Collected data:
============================================================
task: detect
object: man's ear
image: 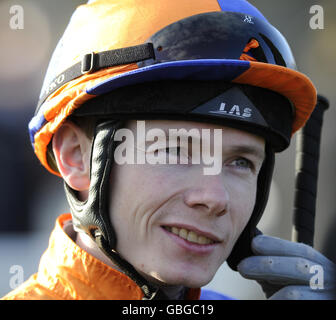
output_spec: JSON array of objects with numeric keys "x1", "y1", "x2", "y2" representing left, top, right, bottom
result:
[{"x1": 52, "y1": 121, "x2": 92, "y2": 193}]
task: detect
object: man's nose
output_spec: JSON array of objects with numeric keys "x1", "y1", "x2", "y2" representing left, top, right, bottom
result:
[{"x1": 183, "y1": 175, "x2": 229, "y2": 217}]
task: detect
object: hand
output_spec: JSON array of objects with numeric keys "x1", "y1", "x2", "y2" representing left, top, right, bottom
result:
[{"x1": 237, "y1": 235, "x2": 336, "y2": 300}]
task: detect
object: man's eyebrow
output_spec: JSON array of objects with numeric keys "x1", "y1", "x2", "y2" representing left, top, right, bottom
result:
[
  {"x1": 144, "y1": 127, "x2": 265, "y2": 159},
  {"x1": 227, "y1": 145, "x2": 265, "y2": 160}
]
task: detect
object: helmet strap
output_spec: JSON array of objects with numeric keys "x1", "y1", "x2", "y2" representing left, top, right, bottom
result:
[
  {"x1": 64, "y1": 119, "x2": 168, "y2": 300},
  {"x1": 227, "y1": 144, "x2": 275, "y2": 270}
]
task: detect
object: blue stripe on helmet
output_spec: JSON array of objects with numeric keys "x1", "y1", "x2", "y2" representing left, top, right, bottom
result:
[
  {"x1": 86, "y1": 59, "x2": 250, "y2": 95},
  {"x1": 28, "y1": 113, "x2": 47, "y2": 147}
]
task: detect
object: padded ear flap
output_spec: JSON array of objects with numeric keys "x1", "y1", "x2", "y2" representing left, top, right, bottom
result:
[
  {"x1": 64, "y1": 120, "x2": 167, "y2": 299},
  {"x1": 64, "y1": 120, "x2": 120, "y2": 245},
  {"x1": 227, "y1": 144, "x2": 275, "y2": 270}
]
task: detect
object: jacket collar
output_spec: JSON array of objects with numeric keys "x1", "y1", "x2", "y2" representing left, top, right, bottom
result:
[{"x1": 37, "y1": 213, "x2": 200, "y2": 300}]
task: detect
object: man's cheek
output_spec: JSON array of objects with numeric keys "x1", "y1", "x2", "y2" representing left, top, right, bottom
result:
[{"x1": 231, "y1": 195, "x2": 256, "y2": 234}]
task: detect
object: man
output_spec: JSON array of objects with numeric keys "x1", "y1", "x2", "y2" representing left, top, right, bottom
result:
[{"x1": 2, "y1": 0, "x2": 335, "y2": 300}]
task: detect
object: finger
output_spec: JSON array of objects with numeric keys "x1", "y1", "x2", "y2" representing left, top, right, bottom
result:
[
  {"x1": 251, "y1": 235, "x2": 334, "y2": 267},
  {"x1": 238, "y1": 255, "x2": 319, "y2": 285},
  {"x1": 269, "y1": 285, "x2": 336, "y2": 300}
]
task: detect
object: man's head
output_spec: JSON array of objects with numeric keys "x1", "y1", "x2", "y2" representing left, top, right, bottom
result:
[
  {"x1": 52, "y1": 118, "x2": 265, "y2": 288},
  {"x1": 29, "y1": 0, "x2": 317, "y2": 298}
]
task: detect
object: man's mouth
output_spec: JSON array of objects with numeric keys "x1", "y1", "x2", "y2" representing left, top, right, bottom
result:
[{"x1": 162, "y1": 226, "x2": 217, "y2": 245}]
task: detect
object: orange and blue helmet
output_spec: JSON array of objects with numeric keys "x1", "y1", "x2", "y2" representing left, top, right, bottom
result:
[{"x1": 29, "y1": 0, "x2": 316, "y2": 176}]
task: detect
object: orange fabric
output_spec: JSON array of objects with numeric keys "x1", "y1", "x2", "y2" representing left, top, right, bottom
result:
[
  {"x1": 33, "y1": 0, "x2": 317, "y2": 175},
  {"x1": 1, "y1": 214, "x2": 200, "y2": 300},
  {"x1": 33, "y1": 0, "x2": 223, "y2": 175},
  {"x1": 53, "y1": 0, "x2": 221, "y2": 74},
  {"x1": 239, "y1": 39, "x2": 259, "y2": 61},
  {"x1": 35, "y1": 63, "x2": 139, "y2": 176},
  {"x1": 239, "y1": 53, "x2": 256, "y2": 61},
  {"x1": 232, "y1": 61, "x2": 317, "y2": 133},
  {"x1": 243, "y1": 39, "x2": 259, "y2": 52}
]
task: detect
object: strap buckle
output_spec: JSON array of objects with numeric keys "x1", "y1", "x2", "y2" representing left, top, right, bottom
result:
============================================================
Instructions to follow -
Scan the entries above for the string "strap" and copy each line containing it.

Exercise answer -
object: helmet strap
object: strap buckle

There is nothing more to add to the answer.